Exercise description - Produce the records below again, word for word, but stop after the line that contains "BATCH SPEC — Class: rugby player in white kit".

Start of Input for this task

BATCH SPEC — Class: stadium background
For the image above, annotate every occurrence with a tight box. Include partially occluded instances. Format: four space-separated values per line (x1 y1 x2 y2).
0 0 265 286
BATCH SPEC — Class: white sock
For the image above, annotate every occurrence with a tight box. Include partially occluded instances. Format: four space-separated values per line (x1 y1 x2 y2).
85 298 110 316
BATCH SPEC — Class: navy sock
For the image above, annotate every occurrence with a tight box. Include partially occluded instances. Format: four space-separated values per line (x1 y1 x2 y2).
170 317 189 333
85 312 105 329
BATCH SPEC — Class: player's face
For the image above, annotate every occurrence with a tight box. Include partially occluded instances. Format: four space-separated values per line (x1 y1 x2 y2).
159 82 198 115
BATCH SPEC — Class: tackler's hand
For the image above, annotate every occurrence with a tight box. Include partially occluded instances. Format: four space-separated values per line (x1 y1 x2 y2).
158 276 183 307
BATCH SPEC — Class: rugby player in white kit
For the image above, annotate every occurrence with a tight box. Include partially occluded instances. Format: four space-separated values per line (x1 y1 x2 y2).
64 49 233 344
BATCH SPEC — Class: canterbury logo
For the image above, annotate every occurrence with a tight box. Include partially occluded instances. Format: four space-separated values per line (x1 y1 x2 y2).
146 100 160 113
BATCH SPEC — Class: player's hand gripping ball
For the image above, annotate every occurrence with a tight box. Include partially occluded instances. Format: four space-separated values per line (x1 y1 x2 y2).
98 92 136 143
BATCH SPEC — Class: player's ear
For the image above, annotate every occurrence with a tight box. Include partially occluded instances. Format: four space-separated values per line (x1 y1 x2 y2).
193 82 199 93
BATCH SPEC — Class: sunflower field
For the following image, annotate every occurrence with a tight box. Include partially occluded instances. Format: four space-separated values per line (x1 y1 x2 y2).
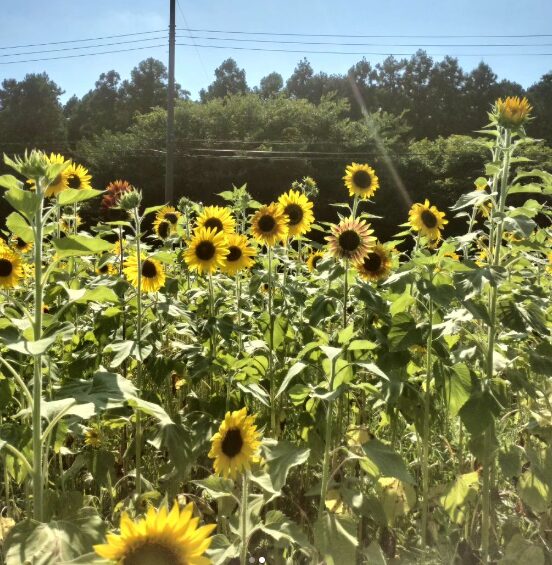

End of Input for this task

Task answer -
BATCH SPEC — Class: stadium background
For the image above, annotate every occurrence with a tight box. Include partially occluded instances. Format: four space-separated values per line (x1 y1 x2 y2).
0 0 265 286
BATCH SPEC — Class: white sock
For the image above, annotate every occurrence with a tight box. Include partially occluded instances. Format: four space-separated values per line (x1 y1 x2 y2).
85 298 110 316
BATCH SPEC — Class: navy sock
For the image above, annotate every occurrence with a tight box. Include partially occluded instances. Format: four space-separated values per line (x1 y1 x2 y2).
170 317 189 333
85 312 105 329
BATCH SPEC — Class: player's face
For the image above, annotate every occurrence with a tight box. Include partially occluded instances. Format: four space-separated values per line (x1 y1 x2 y2).
159 82 198 115
BATCH SPEC — Class: tackler's hand
For the image above, annotate every occurrence with a tight box. Include partially occluded instances. Format: four space-separated values per line (x1 y1 x2 y2).
158 276 183 307
BATCH SPEC — Class: rugby player in white kit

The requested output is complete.